_Data supplied:_
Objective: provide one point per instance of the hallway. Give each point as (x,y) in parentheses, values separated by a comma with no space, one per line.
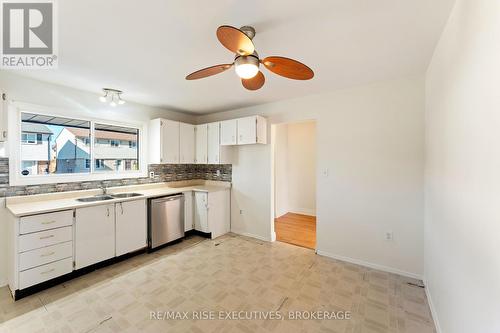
(296,229)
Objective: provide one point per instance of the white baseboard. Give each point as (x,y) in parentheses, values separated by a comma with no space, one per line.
(266,239)
(432,307)
(370,265)
(303,211)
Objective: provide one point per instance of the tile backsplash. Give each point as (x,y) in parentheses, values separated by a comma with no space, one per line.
(163,173)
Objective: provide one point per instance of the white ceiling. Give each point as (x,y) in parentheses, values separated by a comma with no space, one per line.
(146,48)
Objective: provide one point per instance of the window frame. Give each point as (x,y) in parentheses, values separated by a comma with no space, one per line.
(15,177)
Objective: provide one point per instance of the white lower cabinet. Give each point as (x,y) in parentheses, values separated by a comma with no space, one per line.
(188,211)
(45,255)
(131,226)
(212,212)
(94,235)
(201,211)
(44,273)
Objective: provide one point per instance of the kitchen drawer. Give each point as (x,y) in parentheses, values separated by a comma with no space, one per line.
(45,238)
(44,273)
(41,222)
(33,258)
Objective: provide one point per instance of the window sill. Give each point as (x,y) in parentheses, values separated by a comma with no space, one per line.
(54,179)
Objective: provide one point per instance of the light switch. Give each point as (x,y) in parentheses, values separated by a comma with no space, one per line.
(325,172)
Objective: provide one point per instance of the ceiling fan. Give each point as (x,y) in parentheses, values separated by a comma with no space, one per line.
(246,60)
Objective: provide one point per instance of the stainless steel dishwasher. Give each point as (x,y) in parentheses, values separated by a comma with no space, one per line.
(166,220)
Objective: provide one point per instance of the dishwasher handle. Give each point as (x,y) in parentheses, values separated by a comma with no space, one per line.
(165,199)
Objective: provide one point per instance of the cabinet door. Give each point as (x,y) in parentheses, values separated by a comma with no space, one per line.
(201,144)
(94,235)
(3,118)
(228,132)
(187,143)
(201,211)
(188,211)
(213,143)
(169,141)
(131,226)
(247,130)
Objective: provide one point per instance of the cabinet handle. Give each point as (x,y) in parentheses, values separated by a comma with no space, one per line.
(49,271)
(46,237)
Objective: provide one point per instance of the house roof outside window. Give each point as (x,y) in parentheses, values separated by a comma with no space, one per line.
(35,128)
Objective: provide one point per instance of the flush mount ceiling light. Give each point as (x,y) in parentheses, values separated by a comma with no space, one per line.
(246,62)
(113,96)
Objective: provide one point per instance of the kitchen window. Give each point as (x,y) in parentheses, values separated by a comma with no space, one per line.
(109,158)
(59,149)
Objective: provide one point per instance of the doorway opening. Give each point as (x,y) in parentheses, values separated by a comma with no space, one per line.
(294,168)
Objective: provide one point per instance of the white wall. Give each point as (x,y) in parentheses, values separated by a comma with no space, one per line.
(280,139)
(295,168)
(370,139)
(462,225)
(75,103)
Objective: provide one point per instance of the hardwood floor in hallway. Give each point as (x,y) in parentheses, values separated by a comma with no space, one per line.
(296,229)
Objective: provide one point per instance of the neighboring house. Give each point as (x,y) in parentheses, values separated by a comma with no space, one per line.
(35,148)
(112,151)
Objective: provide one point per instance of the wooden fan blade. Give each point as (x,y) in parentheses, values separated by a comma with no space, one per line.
(209,71)
(235,40)
(288,68)
(254,83)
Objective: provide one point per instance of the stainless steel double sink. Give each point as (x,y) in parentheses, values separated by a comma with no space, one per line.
(104,197)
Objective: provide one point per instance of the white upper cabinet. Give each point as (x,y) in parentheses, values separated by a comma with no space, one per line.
(213,139)
(187,143)
(169,141)
(252,130)
(3,117)
(228,132)
(201,144)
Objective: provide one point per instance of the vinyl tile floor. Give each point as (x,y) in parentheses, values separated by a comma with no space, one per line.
(230,284)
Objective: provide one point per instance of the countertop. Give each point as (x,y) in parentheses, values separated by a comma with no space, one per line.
(44,203)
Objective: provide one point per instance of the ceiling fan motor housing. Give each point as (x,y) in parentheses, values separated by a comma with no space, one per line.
(252,59)
(249,31)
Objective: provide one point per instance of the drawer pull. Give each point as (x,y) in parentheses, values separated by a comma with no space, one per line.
(46,237)
(49,271)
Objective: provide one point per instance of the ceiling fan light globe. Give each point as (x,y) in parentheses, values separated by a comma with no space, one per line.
(247,71)
(246,66)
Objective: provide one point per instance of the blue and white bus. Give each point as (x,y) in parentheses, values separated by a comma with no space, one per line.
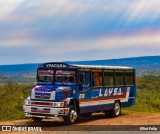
(69,91)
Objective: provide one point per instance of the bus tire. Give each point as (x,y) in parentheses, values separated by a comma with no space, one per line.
(72,117)
(86,115)
(35,119)
(115,112)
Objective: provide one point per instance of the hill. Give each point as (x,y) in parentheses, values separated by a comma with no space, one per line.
(149,65)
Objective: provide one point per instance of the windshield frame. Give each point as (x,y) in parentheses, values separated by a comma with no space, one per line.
(54,77)
(65,83)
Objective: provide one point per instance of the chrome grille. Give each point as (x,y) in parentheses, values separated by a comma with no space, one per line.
(42,96)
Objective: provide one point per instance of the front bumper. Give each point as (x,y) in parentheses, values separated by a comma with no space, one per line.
(44,112)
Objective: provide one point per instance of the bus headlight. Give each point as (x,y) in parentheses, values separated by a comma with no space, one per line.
(27,102)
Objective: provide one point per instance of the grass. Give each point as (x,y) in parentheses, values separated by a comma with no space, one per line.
(12,97)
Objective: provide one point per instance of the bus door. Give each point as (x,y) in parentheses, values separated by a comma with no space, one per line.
(84,80)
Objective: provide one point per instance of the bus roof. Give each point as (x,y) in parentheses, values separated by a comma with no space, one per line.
(65,65)
(102,67)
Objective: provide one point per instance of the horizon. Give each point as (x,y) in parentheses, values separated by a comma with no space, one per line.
(81,60)
(66,30)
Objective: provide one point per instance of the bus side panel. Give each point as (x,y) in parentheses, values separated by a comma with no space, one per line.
(101,99)
(131,99)
(96,108)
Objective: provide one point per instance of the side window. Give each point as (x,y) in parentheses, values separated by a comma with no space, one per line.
(96,77)
(129,77)
(84,80)
(108,78)
(119,77)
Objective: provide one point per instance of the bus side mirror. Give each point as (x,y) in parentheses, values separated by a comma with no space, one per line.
(81,78)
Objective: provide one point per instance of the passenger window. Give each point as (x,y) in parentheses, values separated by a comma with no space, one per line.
(96,78)
(119,77)
(108,78)
(84,80)
(129,77)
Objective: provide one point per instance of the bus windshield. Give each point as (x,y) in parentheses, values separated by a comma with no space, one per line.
(45,76)
(62,77)
(65,77)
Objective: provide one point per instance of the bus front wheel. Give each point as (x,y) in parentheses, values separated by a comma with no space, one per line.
(71,118)
(115,112)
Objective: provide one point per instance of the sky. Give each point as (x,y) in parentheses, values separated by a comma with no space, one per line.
(37,31)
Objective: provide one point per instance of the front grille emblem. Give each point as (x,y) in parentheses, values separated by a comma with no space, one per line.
(42,96)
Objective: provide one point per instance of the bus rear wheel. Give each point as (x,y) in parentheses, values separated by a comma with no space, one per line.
(115,112)
(71,118)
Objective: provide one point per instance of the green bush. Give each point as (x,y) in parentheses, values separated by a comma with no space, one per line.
(12,97)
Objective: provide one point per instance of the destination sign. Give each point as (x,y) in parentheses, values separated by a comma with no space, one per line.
(54,65)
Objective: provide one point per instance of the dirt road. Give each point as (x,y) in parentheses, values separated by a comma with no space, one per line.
(97,121)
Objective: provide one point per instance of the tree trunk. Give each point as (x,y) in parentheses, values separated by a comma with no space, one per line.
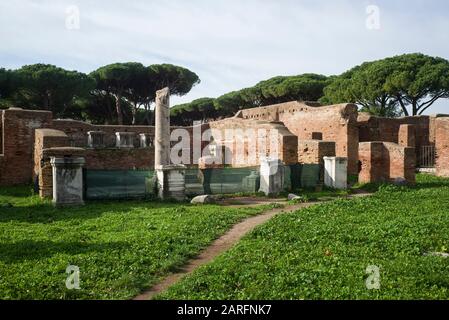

_What you should do:_ Copy the listing from the line that contains "Objective: provide one point per instance of the sky." through its last line, keeping the requests and shifting each coordinate value in the answers by -14. Omit the pictures.

_Task response:_
Objective: provide one point per instance of the sky. Give each point as (x,y) in parentheses, values separated by a comma with no space, one per line.
(23,17)
Objective: provide one point per instance of the front grille emblem. Give each point as (x,y) in parentheses, values separated by a comma with no space, one per line.
(28,82)
Objective: provide one point per instance of the bus rear wheel. Give each point as (x,y) in parentheses, values separated by a comma with no space, one per line.
(101,98)
(57,104)
Objective: provide one point per instance of the green bush. Give each point as (x,y) in parentheses, values separated by a comma with no space, one per line.
(-2,83)
Objective: provide one point per instance of the destination sign. Give each point as (x,y) in parentheses, values separated by a comma with no space, one per line.
(40,51)
Objective: provide one point per instance of the dirt road. Give each point as (x,y) in parentheses, values separated by a comma with no space, one per line.
(83,107)
Objective: provide one point per instance of the tree trunk. Give each point as (x,y) in parentheses, values separated by a comma with no space, one per line.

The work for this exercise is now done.